> [INFORMATION SHOWN]
◇ ◇ ◇ ◇
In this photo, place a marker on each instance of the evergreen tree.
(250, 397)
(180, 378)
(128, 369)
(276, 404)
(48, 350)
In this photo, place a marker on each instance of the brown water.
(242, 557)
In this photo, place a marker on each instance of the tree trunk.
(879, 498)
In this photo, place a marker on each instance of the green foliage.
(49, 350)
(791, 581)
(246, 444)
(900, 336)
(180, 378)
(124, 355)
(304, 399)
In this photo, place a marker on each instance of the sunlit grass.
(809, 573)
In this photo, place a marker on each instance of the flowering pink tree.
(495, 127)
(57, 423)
◇ ◇ ◇ ◇
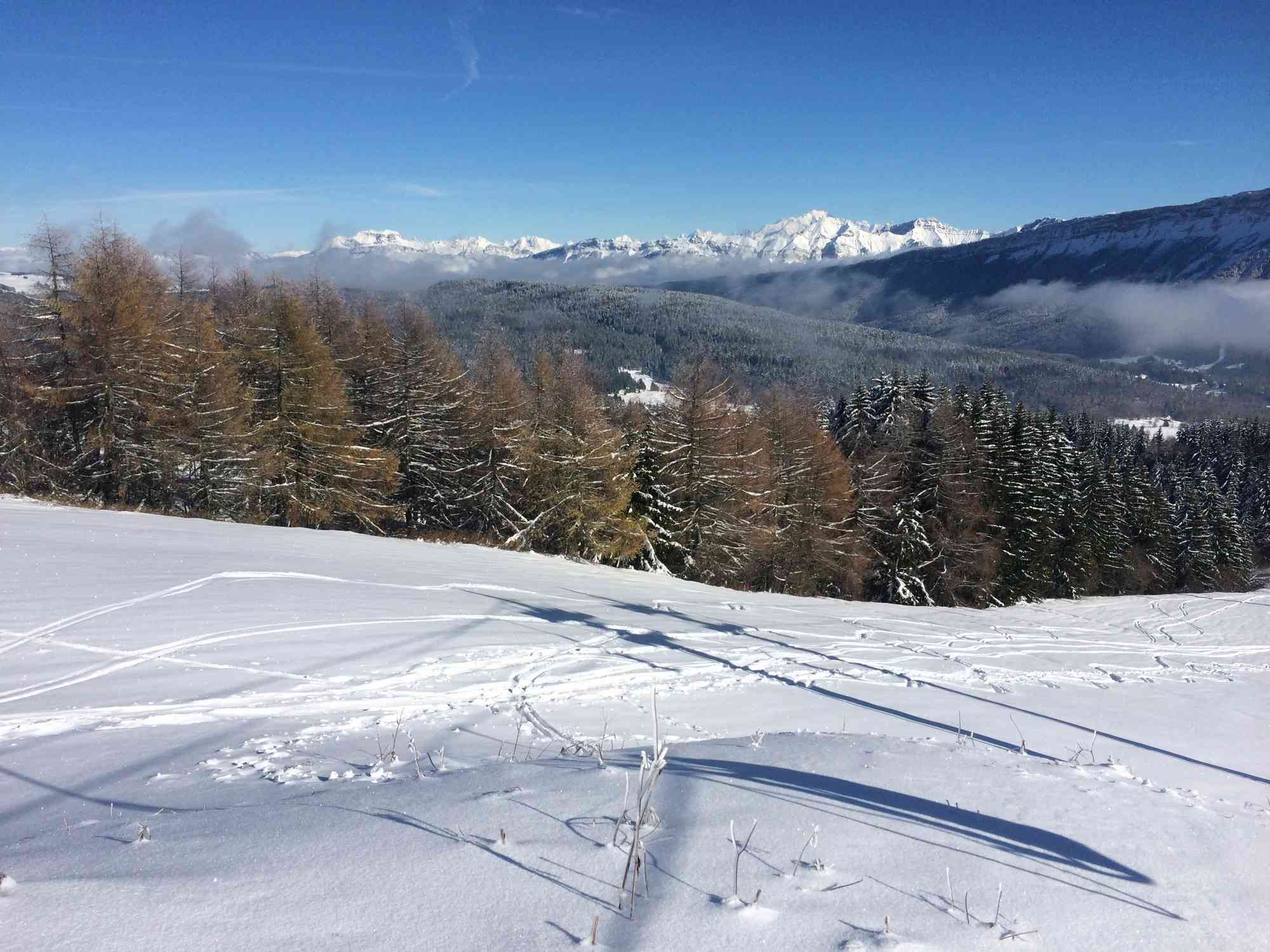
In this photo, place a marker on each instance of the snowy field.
◇ ◇ ◇ ◇
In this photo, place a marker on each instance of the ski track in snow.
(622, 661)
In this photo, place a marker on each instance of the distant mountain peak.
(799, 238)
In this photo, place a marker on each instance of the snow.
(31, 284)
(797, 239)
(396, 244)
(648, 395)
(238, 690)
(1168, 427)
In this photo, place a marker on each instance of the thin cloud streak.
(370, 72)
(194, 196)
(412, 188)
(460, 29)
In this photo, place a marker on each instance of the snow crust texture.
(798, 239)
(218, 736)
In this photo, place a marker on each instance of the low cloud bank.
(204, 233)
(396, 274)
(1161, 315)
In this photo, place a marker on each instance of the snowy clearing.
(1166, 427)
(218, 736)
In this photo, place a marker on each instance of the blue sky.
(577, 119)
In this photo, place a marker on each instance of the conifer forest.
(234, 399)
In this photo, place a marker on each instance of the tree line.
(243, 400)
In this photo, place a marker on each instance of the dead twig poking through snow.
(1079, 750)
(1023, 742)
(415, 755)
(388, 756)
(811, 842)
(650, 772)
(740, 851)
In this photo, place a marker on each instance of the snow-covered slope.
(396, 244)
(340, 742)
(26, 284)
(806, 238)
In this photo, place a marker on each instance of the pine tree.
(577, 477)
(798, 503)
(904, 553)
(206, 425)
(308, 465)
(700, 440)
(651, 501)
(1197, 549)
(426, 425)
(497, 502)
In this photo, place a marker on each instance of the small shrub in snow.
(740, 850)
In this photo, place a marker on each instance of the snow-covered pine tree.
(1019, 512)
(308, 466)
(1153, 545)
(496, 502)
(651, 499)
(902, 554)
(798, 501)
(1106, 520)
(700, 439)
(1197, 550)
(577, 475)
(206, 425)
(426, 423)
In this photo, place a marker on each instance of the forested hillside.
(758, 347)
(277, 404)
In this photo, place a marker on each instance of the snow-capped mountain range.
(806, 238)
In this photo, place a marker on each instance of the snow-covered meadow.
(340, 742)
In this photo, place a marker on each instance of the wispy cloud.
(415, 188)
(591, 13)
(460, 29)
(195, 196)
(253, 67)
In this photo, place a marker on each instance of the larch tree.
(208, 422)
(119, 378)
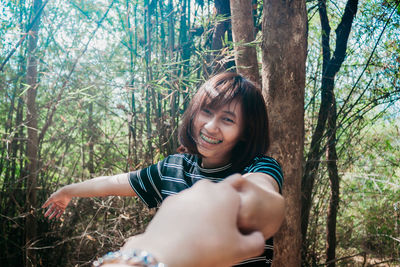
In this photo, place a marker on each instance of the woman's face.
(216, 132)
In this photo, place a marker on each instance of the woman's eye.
◇ ◇ ◇ ◇
> [TASK PROMPT]
Within the entries above, the lines from the one containing "the larch tree." through the one containing "the woman's eye." are to be transcribed exactly, ends included, pictures excluded.

> [RESPONSE AREA]
In this photo, place a marker on each instance of the larch tree.
(208, 422)
(119, 378)
In this photo, place a marker on each instance of the woman's face.
(216, 132)
In this photo, place a marker on each instance of the woman's eye.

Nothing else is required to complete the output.